TASK GOAL:
List every line in the entries below that contains the word "curtain".

--- start of MATERIAL SHOWN ---

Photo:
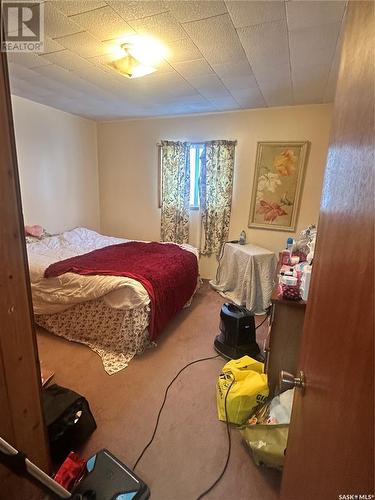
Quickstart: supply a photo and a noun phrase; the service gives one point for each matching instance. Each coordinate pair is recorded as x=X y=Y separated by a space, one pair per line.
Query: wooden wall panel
x=21 y=420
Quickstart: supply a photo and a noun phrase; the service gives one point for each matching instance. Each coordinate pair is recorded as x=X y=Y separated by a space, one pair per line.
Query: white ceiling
x=223 y=56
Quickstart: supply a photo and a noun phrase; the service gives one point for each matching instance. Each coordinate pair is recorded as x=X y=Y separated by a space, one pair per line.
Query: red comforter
x=168 y=273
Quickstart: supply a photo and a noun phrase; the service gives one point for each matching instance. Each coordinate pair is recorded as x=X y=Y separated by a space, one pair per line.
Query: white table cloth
x=246 y=275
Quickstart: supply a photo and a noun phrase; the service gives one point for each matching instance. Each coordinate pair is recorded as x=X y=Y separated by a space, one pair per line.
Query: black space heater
x=237 y=333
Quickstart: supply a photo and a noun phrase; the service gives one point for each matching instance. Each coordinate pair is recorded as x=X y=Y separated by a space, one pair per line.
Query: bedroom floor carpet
x=190 y=446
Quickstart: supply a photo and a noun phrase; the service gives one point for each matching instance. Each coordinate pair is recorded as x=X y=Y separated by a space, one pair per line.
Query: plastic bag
x=247 y=386
x=266 y=432
x=267 y=443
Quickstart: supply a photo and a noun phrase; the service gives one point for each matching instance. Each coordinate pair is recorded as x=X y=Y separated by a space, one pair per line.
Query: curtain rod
x=198 y=143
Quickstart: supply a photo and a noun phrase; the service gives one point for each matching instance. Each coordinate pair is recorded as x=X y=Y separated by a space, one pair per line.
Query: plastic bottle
x=242 y=237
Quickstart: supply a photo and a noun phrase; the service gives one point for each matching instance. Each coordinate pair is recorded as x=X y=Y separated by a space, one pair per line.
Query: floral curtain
x=216 y=186
x=175 y=174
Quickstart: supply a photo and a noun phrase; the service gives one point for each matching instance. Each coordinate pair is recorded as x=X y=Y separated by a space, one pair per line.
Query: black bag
x=68 y=418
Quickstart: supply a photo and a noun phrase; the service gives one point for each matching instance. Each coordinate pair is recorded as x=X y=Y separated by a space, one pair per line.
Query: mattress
x=54 y=295
x=109 y=314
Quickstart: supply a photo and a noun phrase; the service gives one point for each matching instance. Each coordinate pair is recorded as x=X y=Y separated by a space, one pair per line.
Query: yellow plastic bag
x=247 y=386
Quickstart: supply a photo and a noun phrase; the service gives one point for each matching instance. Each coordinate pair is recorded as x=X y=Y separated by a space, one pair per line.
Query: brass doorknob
x=288 y=380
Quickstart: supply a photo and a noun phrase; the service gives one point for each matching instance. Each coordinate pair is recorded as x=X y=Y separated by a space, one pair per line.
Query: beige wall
x=58 y=167
x=128 y=167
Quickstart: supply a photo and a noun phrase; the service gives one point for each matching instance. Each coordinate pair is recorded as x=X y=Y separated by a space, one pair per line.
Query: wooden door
x=331 y=442
x=21 y=419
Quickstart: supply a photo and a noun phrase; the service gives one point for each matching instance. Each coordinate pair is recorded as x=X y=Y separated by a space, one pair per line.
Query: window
x=196 y=151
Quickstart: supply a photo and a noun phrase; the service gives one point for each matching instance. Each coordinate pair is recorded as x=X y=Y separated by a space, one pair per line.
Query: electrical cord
x=163 y=403
x=229 y=448
x=260 y=324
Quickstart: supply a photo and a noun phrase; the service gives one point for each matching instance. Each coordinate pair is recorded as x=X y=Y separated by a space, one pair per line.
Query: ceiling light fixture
x=136 y=56
x=129 y=66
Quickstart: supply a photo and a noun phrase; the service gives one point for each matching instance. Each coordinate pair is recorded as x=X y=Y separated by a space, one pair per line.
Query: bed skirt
x=117 y=336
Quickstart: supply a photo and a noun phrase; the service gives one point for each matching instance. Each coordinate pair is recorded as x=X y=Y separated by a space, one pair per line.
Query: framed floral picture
x=278 y=180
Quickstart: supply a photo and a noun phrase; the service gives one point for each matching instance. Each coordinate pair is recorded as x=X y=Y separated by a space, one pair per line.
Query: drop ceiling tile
x=56 y=24
x=209 y=86
x=237 y=67
x=67 y=60
x=27 y=59
x=216 y=38
x=185 y=11
x=267 y=49
x=224 y=103
x=62 y=76
x=51 y=45
x=138 y=9
x=313 y=46
x=309 y=84
x=190 y=69
x=308 y=14
x=236 y=75
x=251 y=13
x=34 y=77
x=27 y=89
x=277 y=94
x=103 y=23
x=265 y=43
x=249 y=98
x=183 y=50
x=84 y=44
x=162 y=26
x=71 y=7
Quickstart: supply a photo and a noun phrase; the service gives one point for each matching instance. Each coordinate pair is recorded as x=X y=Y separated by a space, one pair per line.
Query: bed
x=110 y=314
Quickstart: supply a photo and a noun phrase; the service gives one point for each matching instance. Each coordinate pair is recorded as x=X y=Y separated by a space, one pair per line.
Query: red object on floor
x=168 y=273
x=70 y=471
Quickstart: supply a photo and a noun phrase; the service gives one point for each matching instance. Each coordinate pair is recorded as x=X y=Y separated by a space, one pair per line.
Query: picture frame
x=277 y=185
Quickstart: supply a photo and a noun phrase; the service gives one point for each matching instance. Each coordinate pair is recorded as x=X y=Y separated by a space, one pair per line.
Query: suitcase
x=107 y=478
x=110 y=479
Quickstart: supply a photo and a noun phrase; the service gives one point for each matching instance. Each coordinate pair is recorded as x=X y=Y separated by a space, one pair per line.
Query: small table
x=246 y=276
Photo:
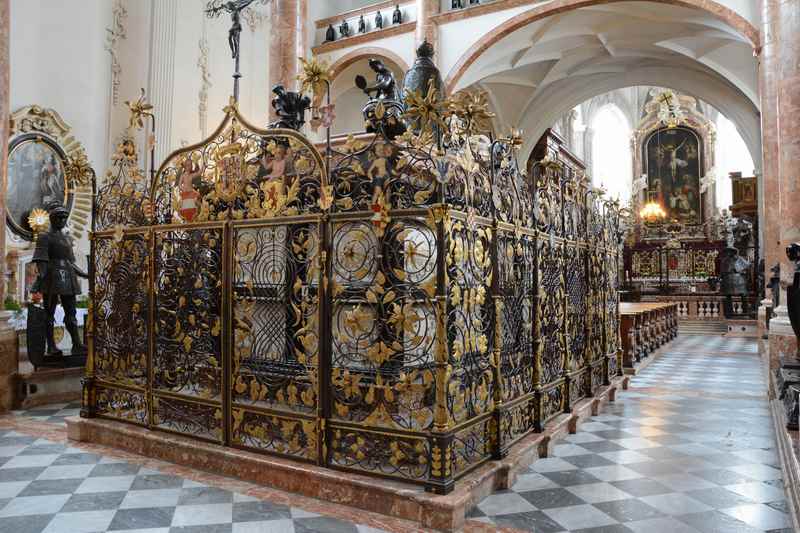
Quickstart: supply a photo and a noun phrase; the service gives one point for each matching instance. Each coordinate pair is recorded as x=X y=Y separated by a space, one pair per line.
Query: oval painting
x=35 y=179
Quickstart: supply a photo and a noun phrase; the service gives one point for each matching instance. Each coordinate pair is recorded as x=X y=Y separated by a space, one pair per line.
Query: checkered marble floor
x=688 y=448
x=53 y=488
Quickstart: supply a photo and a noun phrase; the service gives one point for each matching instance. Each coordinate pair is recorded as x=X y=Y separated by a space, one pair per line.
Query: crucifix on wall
x=214 y=9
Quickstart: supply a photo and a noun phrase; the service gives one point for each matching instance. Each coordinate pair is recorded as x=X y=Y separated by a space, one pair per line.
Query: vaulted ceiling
x=541 y=70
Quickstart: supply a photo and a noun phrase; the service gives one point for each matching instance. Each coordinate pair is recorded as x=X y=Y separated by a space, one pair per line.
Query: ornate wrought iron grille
x=410 y=312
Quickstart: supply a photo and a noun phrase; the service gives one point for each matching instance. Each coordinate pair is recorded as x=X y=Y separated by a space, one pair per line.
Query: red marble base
x=47 y=386
x=788 y=452
x=390 y=498
x=644 y=363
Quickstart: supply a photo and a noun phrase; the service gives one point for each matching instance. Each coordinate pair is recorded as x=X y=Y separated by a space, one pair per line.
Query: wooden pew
x=645 y=327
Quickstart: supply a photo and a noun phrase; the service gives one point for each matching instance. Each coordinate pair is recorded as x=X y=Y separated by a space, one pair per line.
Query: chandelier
x=652 y=212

--- end of MATERIAL SHOWN ---

OUTPUT FOR THIS TASK:
Query: curtain rod
Query: floral curtain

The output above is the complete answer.